» To do
Put every line of the entries below into a numbered list, dropping blank lines and leaving out the pictures.

[Items from a data source]
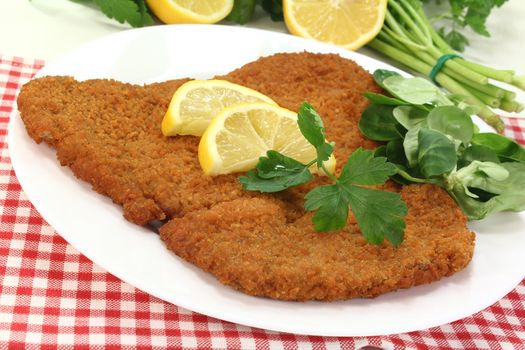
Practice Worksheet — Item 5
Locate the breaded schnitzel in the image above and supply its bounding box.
[18,53,378,225]
[160,185,474,300]
[18,53,474,300]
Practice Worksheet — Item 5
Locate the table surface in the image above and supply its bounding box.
[0,0,525,349]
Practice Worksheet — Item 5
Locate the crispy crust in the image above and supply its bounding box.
[161,185,474,300]
[18,53,474,300]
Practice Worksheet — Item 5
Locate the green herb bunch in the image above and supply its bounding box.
[424,0,508,51]
[368,0,525,132]
[359,70,525,219]
[239,103,408,246]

» The solution
1. Practice Worksheet — Item 5
2. Locate the breaded schnitzel in the image above and supply its bounding box.
3. [18,53,378,225]
4. [160,185,474,300]
5. [18,53,474,300]
6. Practice Worksheet — Item 5
7. Locate the table surface in the image above and supply its bounding box.
8. [0,0,525,349]
9. Practice Worksheet — Item 5
10. Locate the crispy crust in the image above and supply its bounding box.
11. [161,185,474,300]
12. [18,53,474,300]
13. Practice Worksheet — Item 5
14. Locate the green herb bunch in the image above and supply its bounding box.
15. [424,0,508,51]
16. [368,0,525,132]
17. [359,70,525,219]
18. [239,103,408,246]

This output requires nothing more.